**Passage for review:**

====

• Acute-phase protein;
  • Canine;
  • Pneumonia


C-reactive protein (CRP) is a major acute-phase protein in dogs. Serum concentrations are low in healthy animals, but increase rapidly after inflammatory stimuli.


The aim of the study was to investigate CRP concentrations in various respiratory diseases of dogs and to determine if CRP can be used as a biomarker in the diagnosis of bacterial respiratory diseases.


A total of 106 privately owned dogs with respiratory diseases (17 with bacterial tracheobronchitis [BTB], 20 with chronic bronchitis [CB], 20 with eosinophilic bronchopneumopathy [EBP], 12 with canine idiopathic pulmonary fibrosis [CIPF], 15 with cardiogenic pulmonary edema [CPE], and 22 with bacterial pneumonia [BP]) and 72 healthy controls.


The study was conducted as a prospective cross-sectional observational study. CRP was measured in serum samples. Diagnosis was confirmed by clinical and laboratory findings, diagnostic imaging, and selected diagnostic methods such as cytological and microbiological analysis of respiratory samples, echocardiography, and histopathology.

====

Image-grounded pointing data
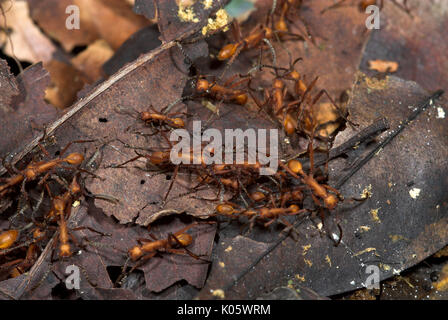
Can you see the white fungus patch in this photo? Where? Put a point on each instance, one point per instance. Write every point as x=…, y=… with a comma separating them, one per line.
x=414, y=193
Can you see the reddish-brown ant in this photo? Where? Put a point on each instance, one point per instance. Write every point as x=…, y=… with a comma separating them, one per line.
x=259, y=34
x=222, y=93
x=363, y=4
x=157, y=118
x=175, y=243
x=263, y=213
x=8, y=238
x=20, y=266
x=34, y=169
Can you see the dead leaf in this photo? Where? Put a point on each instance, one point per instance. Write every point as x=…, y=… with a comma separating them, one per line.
x=90, y=61
x=112, y=21
x=401, y=161
x=27, y=113
x=29, y=44
x=66, y=81
x=383, y=66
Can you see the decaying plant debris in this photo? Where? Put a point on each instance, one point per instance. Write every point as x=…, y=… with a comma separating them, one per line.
x=399, y=144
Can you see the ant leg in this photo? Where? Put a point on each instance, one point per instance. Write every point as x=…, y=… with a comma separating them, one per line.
x=173, y=177
x=340, y=196
x=70, y=143
x=311, y=153
x=11, y=263
x=334, y=6
x=128, y=161
x=183, y=250
x=141, y=240
x=93, y=230
x=12, y=170
x=140, y=263
x=323, y=91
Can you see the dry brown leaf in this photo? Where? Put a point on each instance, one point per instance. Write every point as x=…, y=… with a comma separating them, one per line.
x=90, y=61
x=383, y=66
x=66, y=81
x=29, y=43
x=112, y=20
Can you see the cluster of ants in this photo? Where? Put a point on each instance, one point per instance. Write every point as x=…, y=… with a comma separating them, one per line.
x=294, y=182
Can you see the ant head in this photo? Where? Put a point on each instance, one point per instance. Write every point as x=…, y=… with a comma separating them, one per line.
x=31, y=172
x=59, y=204
x=37, y=233
x=289, y=124
x=257, y=196
x=74, y=158
x=202, y=85
x=65, y=251
x=74, y=186
x=225, y=209
x=295, y=166
x=330, y=202
x=145, y=115
x=294, y=208
x=228, y=51
x=178, y=122
x=135, y=253
x=184, y=239
x=7, y=238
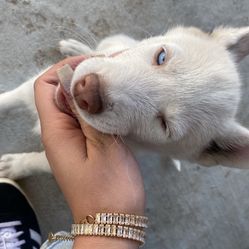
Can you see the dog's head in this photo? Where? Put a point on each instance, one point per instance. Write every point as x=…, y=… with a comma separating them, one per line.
x=180, y=90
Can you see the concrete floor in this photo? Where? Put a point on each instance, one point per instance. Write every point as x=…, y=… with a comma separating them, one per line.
x=198, y=208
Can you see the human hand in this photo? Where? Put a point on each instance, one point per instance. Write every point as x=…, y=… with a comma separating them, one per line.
x=96, y=172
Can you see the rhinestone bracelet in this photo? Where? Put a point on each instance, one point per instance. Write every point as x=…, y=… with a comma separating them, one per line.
x=125, y=226
x=109, y=231
x=121, y=219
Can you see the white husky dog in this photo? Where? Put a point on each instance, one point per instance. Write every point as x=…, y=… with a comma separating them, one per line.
x=176, y=93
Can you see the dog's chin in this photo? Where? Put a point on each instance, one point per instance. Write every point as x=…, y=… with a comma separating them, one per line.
x=61, y=101
x=102, y=126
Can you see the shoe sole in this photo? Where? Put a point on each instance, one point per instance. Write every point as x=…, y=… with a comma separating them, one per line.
x=14, y=184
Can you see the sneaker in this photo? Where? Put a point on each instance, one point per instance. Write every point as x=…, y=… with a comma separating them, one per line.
x=19, y=228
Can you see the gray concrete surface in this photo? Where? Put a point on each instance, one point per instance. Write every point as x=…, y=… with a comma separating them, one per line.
x=204, y=208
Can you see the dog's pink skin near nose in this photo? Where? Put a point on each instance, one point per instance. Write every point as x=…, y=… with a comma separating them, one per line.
x=87, y=94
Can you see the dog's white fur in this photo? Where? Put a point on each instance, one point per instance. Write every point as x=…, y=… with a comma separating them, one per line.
x=197, y=92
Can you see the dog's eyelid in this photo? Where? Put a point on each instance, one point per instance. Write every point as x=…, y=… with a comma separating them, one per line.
x=159, y=51
x=163, y=121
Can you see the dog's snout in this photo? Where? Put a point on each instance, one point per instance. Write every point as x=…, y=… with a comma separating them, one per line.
x=87, y=94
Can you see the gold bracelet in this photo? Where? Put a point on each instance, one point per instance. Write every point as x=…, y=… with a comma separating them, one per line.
x=108, y=231
x=117, y=225
x=120, y=219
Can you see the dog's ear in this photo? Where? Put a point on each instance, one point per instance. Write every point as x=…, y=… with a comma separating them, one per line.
x=236, y=40
x=231, y=148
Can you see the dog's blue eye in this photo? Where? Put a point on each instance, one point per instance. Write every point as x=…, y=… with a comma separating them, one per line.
x=161, y=58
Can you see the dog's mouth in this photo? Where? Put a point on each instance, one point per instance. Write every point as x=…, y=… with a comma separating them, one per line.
x=61, y=100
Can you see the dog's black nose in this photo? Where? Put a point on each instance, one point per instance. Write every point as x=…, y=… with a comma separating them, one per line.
x=87, y=94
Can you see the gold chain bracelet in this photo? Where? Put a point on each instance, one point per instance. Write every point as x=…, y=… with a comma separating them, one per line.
x=124, y=226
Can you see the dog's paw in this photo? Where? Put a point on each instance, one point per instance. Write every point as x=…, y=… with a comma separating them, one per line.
x=12, y=166
x=72, y=47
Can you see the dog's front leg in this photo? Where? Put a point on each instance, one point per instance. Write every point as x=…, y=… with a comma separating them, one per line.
x=16, y=166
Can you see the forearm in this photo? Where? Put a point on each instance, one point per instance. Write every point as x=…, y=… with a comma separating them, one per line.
x=103, y=243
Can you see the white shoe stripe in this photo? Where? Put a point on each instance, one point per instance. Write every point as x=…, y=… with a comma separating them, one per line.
x=35, y=236
x=10, y=224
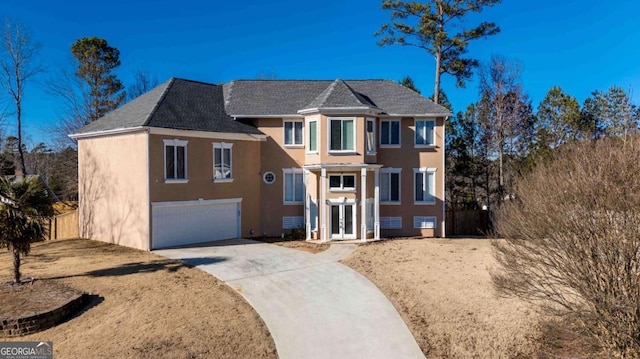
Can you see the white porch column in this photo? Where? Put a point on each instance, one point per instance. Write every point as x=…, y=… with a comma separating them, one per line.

====

**Task list:**
[1] List every respiratory disease named in the abstract on C-reactive protein in dogs, each with the abbreviation the abstract gives it.
[2] From the abstract on C-reactive protein in dogs, reproduce the part that opens with the words containing "The aim of the" and closes with "echocardiography, and histopathology.".
[3] Translate this sentence from the abstract on C-reactive protein in dogs into Spanish: "The study was conducted as a prospective cross-sectional observational study."

**Responses for each task:**
[1]
- Bacterial tracheobronchitis (BTB)
- Chronic bronchitis (CB)
- Eosinophilic bronchopneumopathy (EBP)
- Canine idiopathic pulmonary fibrosis (CIPF)
- Cardiogenic pulmonary edema (CPE)
- Bacterial pneumonia (BP)

[2]
The aim of the study was to investigate CRP concentrations in various respiratory diseases of dogs and to determine if CRP can be used as a biomarker in the diagnosis of bacterial respiratory diseases.


A total of 106 privately owned dogs with respiratory diseases (17 with bacterial tracheobronchitis [BTB], 20 with chronic bronchitis [CB], 20 with eosinophilic bronchopneumopathy [EBP], 12 with canine idiopathic pulmonary fibrosis [CIPF], 15 with cardiogenic pulmonary edema [CPE], and 22 with bacterial pneumonia [BP]) and 72 healthy controls.


The study was conducted as a prospective cross-sectional observational study. CRP was measured in serum samples. Diagnosis was confirmed by clinical and laboratory findings, diagnostic imaging, and selected diagnostic methods such as cytological and microbiological analysis of respiratory samples, echocardiography, and histopathology.

[3] El estudio se llevó a cabo como un estudio observacional transversal prospectivo.